Dataset entries:
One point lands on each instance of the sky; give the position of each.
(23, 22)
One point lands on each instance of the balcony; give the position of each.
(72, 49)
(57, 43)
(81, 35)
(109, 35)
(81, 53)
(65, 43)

Exercise requirements
Please output each record exactly as it appears above.

Answer space
One point lands on each instance of the sky; give the position of each.
(23, 22)
One point lands on each instance of the balcony; give the position of each.
(72, 49)
(57, 43)
(81, 35)
(109, 35)
(81, 53)
(65, 43)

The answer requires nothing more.